**Written task A:**
Rewrite the passage on school libraries below, starting at "The Federal Government" and ending at "nation’s education goals.", and switch "blueprint" to "plan".

Obanya (2001) emphasized that library development is one sure way of enhancing “beyond access” issues in the implementation of the UBE programmes.  The implementation guidelines for the Universal Basic Education (UBE) programme call infrastructures and facilities (including classrooms, libraries etc) “the physical and spatial enablers of teaching and learning.  Surveys around the world on the reading ability of children show that one of the factors that influence children’s reading achievements is the accessibility to books in their immediate environment, at home, in the classroom, and in the school library.  Children introduced to books at an early stage grow to be more confident readers when they grow up (Moore, 2001).

The Federal Government of Nigeria (2000) blueprint on school library development emphasized the adoption of school library development policy nationwide; the development of state and LGEAs specific guidelines adapted from the nationwide school library development; school library services as a core subject in pre-service teacher training programmes; the provision of adequate supplementary and reference reading materials for schools and regular updating of library materials, among others. The school library is acknowledged in the National Policy on Education as one of the educational institutions required to achieve the nation’s education goals.

Edeghere (2001) also opined that to maintain quantity and quality on what children are taught and what they learn in the UBE programme, school libraries must feature prominently in teaching – learning, skills to pupils and teachers must be stimulated to ensure resources based on teaching and learning rather than the traditional role learning. According to Daniel (2001) proprietors of schools are required to provide functional libraries in all their educational institutions. The school library is an essential ingredient in learning at any level of education.  Dike (1998) sees the school library as the intellectual centre of the school containing records not only of the intellectual but also cultural and social products. The school library assists teaching by storing instructional materials such as textbook, audiovisual materials, magazines, newspapers, journals and reference material.  It is the function of the library to support information to keep staff and students abreast of new developments. However, Nancy (1998) affirmed that most school libraries did not meet the required set standard.  Hence, majority of the students used the library as quiet place to study their own textbooks and notebooks.

Moreover, the UBE implementation guidelines libraries emphasize that libraries have to be of the appropriate quantity, size and quality to meet the minimum standards for promoting any meaningful teaching and learning (Federal Government of Nigeria, 2000). According to Dike (2001), school libraries provide a viable way out of the evil effect of lack of reading culture. Since the school library serves the UBE programme which is an inclusive programme encompassing the formal school system from the beginning of primary education to the end of junior secondary school, programmes/ initiatives for early childhood care and socialization, educational programmes for the acquisition of functional literacy, numeracy and life skills, especially for adults (FGN, 2000); then a permanent experience can truly be established within nine years.  Dike (2001) refers to the school library as an basic of informality in a generally formal system. It is an indispensable organ that provides all the resources for the child’s proper educational growth.  School libraries are indeed central to the development of individual pupil.

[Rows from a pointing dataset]

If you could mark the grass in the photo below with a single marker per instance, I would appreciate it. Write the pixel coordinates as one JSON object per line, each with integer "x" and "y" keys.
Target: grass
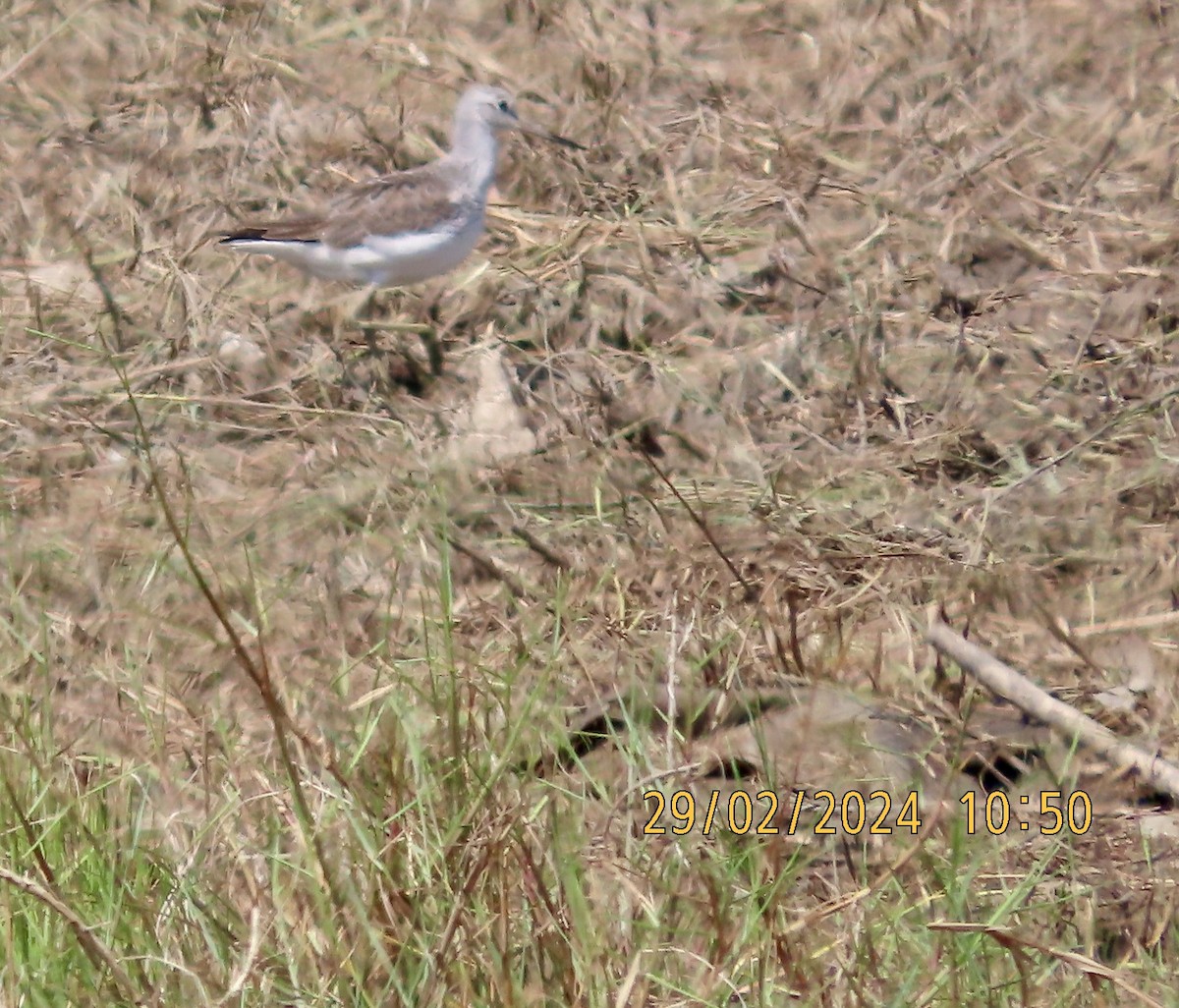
{"x": 328, "y": 679}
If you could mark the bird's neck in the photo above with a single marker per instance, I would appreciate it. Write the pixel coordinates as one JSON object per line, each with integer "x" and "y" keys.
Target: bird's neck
{"x": 473, "y": 150}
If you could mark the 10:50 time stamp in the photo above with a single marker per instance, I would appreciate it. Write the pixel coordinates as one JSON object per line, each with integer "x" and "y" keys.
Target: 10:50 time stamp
{"x": 854, "y": 812}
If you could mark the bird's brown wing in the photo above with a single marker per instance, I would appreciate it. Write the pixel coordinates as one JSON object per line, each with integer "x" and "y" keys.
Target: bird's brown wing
{"x": 400, "y": 203}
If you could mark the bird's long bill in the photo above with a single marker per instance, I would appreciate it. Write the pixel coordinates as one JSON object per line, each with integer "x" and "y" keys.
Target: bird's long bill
{"x": 536, "y": 131}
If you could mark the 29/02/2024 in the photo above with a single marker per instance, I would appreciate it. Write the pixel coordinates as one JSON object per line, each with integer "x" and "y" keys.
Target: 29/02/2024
{"x": 770, "y": 813}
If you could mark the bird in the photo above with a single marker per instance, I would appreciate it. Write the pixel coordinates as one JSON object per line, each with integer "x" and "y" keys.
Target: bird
{"x": 406, "y": 227}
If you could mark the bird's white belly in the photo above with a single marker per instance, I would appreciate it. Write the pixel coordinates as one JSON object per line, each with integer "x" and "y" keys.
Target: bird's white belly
{"x": 380, "y": 259}
{"x": 410, "y": 258}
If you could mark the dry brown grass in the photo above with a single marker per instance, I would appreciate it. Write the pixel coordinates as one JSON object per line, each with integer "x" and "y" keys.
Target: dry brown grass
{"x": 849, "y": 310}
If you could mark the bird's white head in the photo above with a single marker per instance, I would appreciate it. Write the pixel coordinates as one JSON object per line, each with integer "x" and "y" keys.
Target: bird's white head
{"x": 494, "y": 109}
{"x": 492, "y": 105}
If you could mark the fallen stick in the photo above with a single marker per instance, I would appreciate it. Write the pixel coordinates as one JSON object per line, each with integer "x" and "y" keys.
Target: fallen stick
{"x": 1005, "y": 682}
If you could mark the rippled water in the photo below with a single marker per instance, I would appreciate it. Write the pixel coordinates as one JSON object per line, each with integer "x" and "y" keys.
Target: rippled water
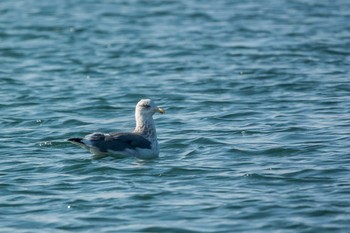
{"x": 256, "y": 135}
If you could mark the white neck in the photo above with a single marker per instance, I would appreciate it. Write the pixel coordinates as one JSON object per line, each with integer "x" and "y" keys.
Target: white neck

**Written task B:**
Express the records above as a numbered list, starting at the line that contains "If you could mark the 29/02/2024" and ending at the last line of the records. Give only those lines, drop any blank lines, and leave the pictures out.

**Correct response A:**
The Federal Government of Nigeria (2000) plan on school library development emphasized the adoption of school library development policy nationwide; the development of state and LGEAs specific guidelines adapted from the nationwide school library development; school library services as a core subject in pre-service teacher training programmes; the provision of adequate supplementary and reference reading materials for schools and regular updating of library materials, among others. The school library is acknowledged in the National Policy on Education as one of the educational institutions required to achieve the nation’s education goals.

**Correct response B:**
1. If you could mark the 29/02/2024 in the photo above with a single marker per instance, I would appreciate it. Write the pixel coordinates as one JSON object per line, each with integer "x" and "y" keys.
2. Target: 29/02/2024
3. {"x": 770, "y": 813}
4. If you could mark the bird in the photo above with a single marker per instance, I would appreciate it. Write the pixel coordinates as one JSON object per line, each with integer "x" and "y" keys.
5. Target: bird
6. {"x": 406, "y": 227}
7. If you could mark the bird's white belly in the photo above with a single marker per instance, I would appreciate it. Write the pixel coordinates as one JSON object per line, each with integer "x" and "y" keys.
8. Target: bird's white belly
9. {"x": 380, "y": 259}
10. {"x": 410, "y": 258}
11. If you could mark the dry brown grass in the photo above with a single marker per instance, I would appreciate it. Write the pixel coordinates as one JSON object per line, each with integer "x" and "y" keys.
12. Target: dry brown grass
13. {"x": 849, "y": 310}
14. If you could mark the bird's white head in the photo above with a single marker per instance, I would appreciate it. Write the pixel coordinates as one JSON object per line, each with integer "x" and "y" keys.
15. Target: bird's white head
16. {"x": 494, "y": 109}
17. {"x": 492, "y": 105}
18. If you could mark the fallen stick in the photo above with a single marker per instance, I would appreciate it. Write the pixel coordinates as one JSON object per line, each with integer "x" and "y" keys.
19. Target: fallen stick
20. {"x": 1005, "y": 682}
21. If you could mark the rippled water in the photo below with a single marker per instance, I would appreciate it. Write the pixel coordinates as one JSON object per line, each with integer "x" and "y" keys.
22. Target: rippled water
23. {"x": 256, "y": 135}
24. If you could mark the white neck in the photo above with a single marker per instance, I would appreciate it. Write the pixel coordinates as one JSON object per line, each with integer "x" and "y" keys.
25. Target: white neck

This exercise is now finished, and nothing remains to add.